━━━━━ Rows ━━━━━
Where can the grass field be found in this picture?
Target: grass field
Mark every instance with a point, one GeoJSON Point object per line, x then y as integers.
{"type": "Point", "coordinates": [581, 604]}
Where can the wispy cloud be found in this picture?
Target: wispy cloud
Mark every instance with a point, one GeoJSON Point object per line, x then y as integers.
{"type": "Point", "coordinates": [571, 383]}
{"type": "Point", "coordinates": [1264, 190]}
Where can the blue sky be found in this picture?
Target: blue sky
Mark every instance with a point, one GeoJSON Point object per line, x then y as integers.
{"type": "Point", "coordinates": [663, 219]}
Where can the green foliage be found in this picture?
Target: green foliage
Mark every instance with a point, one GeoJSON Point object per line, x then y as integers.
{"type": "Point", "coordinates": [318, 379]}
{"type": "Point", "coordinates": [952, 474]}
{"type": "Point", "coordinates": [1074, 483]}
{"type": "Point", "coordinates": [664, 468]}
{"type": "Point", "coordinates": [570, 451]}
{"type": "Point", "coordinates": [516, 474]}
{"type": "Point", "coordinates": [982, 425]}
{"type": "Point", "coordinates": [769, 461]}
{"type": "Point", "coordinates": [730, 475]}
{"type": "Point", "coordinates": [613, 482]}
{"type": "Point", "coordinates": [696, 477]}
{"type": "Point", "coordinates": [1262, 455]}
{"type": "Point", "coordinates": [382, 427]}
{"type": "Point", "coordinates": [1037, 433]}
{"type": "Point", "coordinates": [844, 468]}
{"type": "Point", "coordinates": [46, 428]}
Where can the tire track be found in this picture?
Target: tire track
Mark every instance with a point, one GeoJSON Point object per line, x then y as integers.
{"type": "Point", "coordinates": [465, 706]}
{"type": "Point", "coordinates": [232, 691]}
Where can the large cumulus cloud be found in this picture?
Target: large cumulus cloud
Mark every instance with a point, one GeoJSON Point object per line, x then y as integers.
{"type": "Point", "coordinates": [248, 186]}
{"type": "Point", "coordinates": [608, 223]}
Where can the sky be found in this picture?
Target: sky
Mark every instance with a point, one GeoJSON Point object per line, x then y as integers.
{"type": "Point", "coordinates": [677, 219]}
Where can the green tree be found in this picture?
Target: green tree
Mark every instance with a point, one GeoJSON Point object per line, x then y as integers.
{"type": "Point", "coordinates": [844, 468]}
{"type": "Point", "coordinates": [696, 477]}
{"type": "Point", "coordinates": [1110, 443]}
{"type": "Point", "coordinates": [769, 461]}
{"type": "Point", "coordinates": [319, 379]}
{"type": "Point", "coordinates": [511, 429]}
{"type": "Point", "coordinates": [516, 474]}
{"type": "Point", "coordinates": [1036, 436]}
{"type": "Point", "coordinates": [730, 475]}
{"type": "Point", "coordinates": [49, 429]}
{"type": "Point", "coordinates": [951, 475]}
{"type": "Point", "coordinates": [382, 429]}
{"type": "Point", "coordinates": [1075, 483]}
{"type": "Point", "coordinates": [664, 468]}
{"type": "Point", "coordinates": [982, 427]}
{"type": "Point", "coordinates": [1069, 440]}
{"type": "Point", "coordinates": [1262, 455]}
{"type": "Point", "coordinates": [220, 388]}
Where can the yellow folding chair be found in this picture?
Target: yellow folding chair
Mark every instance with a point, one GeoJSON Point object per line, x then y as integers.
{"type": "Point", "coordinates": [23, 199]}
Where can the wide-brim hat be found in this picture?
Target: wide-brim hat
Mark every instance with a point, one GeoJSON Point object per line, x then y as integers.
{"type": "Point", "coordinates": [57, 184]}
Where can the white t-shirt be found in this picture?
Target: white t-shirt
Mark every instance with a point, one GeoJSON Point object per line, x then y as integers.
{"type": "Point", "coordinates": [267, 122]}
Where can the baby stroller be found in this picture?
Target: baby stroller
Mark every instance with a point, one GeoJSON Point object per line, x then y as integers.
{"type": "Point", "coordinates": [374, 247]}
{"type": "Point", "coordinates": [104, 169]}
━━━━━
● **Task description**:
Starting at the line that contains "Where can the white" and ending with the final line of the material above, write out those lines as a JSON list of strings, one string per line, leaving out any blank lines.

● **Full answer**:
[
  "Where can the white t-shirt be found in this picture?",
  "Target: white t-shirt",
  "Mark every instance with a point, one GeoJSON Point object per line, x then y as integers.",
  "{\"type\": \"Point\", \"coordinates\": [267, 122]}",
  "Where can the baby stroller be found in this picture?",
  "Target: baby stroller",
  "Mark every instance with a point, one GeoJSON Point object per line, x then y as integers.",
  "{\"type\": \"Point\", \"coordinates\": [374, 247]}",
  "{\"type\": \"Point\", \"coordinates\": [104, 169]}"
]